┌─ Stored data

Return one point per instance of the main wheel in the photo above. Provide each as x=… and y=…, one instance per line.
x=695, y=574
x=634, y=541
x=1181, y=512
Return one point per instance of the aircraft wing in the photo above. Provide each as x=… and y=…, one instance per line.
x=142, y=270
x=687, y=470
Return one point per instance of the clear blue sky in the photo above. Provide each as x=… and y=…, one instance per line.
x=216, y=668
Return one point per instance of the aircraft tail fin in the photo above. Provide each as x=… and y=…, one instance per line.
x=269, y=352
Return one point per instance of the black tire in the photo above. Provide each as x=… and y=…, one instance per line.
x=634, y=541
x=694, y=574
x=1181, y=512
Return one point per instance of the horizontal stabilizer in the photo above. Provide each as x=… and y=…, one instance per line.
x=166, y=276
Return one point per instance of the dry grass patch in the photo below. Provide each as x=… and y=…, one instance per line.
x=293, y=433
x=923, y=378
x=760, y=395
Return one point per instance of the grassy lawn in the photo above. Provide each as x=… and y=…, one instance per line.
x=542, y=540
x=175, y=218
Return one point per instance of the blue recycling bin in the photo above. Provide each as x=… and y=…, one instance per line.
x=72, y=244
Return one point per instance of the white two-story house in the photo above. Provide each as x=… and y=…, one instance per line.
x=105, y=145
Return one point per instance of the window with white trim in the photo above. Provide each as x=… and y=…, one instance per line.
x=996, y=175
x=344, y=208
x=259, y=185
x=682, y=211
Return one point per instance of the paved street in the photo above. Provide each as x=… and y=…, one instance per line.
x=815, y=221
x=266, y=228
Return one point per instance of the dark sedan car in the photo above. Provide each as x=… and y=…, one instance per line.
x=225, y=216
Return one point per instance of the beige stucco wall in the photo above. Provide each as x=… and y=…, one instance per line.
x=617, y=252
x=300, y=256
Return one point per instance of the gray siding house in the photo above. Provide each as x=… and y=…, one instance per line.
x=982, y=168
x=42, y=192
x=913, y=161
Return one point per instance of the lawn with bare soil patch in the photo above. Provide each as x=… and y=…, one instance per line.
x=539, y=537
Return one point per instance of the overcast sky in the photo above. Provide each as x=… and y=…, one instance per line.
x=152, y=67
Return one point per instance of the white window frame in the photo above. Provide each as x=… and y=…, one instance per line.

└─

# Task requirements:
Put the data, from its start through the line containing "x=72, y=244", into a Markdown table with the columns Row and Content, one line per row and blank lines omitted.

# Complete output:
| Row | Content |
|---|---|
| 1 | Return one point per instance of the main wheel in the photo above. Provide each as x=… and y=…, one instance per line. |
| 2 | x=695, y=574 |
| 3 | x=634, y=541 |
| 4 | x=1181, y=512 |
| 5 | Return one point per instance of the aircraft wing in the photo above. Provide each as x=… and y=…, one instance per line. |
| 6 | x=142, y=270 |
| 7 | x=687, y=470 |
| 8 | Return one point per instance of the clear blue sky in the photo above. Provide each as x=… and y=…, one instance per line. |
| 9 | x=216, y=668 |
| 10 | Return one point per instance of the aircraft tail fin in the photo above. Provide each as x=… and y=…, one instance per line. |
| 11 | x=269, y=352 |
| 12 | Return one point per instance of the black tire in the photo above. Provide each as x=… and y=…, one instance per line. |
| 13 | x=634, y=541 |
| 14 | x=694, y=574 |
| 15 | x=1181, y=512 |
| 16 | Return one point per instance of the horizontal stabilizer in the photo above. Provide each as x=… and y=…, one instance per line. |
| 17 | x=166, y=276 |
| 18 | Return one point per instance of the dry grass patch in the photo below. Provide each as x=… and y=…, one instance per line. |
| 19 | x=293, y=433 |
| 20 | x=923, y=378 |
| 21 | x=760, y=395 |
| 22 | Return one point per instance of the grassy lawn in the photo above. Provide each as x=… and y=…, one instance per line. |
| 23 | x=542, y=540 |
| 24 | x=175, y=218 |
| 25 | Return one point per instance of the blue recycling bin in the photo above. Provide each as x=… and y=…, one instance per line. |
| 26 | x=72, y=244 |